◆ Set task: Reproduce the listing below line for line, without changing a single character.

◆ Records for the task:

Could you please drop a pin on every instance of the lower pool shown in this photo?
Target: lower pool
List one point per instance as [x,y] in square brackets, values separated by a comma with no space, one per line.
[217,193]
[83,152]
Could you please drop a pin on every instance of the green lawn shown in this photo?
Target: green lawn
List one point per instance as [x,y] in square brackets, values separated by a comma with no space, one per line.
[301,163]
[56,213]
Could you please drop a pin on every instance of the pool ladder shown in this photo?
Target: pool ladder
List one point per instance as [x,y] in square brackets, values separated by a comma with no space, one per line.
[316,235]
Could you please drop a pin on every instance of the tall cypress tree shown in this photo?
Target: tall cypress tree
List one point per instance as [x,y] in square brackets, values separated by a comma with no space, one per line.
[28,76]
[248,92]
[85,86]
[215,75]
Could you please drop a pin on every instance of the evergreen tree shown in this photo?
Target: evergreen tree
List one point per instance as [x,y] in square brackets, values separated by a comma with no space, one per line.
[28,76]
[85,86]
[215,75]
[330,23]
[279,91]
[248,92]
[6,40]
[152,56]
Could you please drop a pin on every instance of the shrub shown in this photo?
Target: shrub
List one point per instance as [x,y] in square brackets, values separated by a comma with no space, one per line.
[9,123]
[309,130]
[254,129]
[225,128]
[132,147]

◆ Final result:
Could you please drop a pin on every instance of the lower pool shown in this photo?
Target: lower pool
List one point per instance as [x,y] in square brackets, values separated by a comma with no space, one per line.
[217,193]
[83,152]
Could you please drop a pin on every instance of the green lawn shown in this photo?
Target: green lawn
List one point per instance as [x,y] in square brackets, values separated by a comma with no space, one per line.
[301,163]
[56,213]
Could you please drop a pin on every instance of the pool ladder shown in this photo?
Target: pool ladder
List one point per instance as [x,y] in square brackets, values separated by a comma with no space, one per line.
[316,235]
Could you please drop a pin on every instance of the tall cypress tree shown in this photo?
Target: tall cypress tree
List one point per instance as [x,y] in square brackets, values separated by a comma with no space, one per line.
[28,76]
[248,92]
[85,86]
[215,75]
Could you please drop a pin on every instance of the evergreen tree shown in this photo?
Target: evergreen tree
List one point per instance as [x,y] in square brackets, values separated by a comma with no space, one per line.
[28,76]
[85,86]
[215,75]
[330,23]
[279,91]
[248,92]
[6,40]
[152,56]
Could you please drop a pin on every instance of the shrub shown in this photo?
Target: shrub
List one point per instance as [x,y] in square brackets, values separated by a comma with no space, one per line.
[9,123]
[309,130]
[254,129]
[225,128]
[132,147]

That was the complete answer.